GIVEN TEXT:
▼

Challenge of the week:

  • Katie: Journaling practice -- useful in times of high LSS to journal for 5 minutes before you go out for a run so you can leave any negative thoughts/feelings/emotions behind and still be present in the workout

  • Jim:  Take the last 5’ of ride or run and think of one thing you are grateful for while taking in some deep, conscious breaths. Reduce that LSS!

▲

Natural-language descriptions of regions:
▼

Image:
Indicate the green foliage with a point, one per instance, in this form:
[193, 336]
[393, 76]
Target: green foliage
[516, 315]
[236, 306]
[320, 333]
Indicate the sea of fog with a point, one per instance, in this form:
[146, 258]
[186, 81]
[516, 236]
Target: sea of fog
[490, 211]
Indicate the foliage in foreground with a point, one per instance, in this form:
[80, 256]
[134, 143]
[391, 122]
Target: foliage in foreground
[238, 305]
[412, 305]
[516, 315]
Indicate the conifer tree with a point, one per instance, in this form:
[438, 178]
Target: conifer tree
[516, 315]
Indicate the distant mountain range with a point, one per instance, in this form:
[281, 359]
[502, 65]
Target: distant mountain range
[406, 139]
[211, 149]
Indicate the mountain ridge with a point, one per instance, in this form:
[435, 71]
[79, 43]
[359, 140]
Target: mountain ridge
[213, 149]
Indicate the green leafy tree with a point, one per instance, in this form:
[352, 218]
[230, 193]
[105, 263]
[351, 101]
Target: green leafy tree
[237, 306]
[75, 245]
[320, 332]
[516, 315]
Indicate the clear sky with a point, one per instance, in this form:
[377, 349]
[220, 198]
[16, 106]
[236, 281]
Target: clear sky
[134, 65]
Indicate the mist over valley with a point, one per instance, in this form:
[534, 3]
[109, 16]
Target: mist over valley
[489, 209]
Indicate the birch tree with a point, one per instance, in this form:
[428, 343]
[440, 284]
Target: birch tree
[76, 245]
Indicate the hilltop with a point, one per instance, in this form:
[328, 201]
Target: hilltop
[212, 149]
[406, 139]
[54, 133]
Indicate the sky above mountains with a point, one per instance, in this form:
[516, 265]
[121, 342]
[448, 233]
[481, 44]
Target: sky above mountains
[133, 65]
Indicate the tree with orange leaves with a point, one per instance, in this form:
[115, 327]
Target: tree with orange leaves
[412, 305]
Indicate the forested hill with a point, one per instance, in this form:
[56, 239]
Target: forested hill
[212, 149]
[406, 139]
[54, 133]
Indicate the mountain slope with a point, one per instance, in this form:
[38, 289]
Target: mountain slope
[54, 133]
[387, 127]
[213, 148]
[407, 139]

▲

USING THE INFORMATION:
- 1) In the challenge of the week, how long does Katie suggest journaling before going out for a run?
- 2) Return the part of the challenge of the week from "Challenge of the" to "Reduce that LSS!".

TASK-BY-TASK ANSWERS:
- 1) 5 minutes

- 2)
Challenge of the week:

  • Katie: Journaling practice -- useful in times of high LSS to journal for 5 minutes before you go out for a run so you can leave any negative thoughts/feelings/emotions behind and still be present in the workout

  • Jim:  Take the last 5’ of ride or run and think of one thing you are grateful for while taking in some deep, conscious breaths. Reduce that LSS!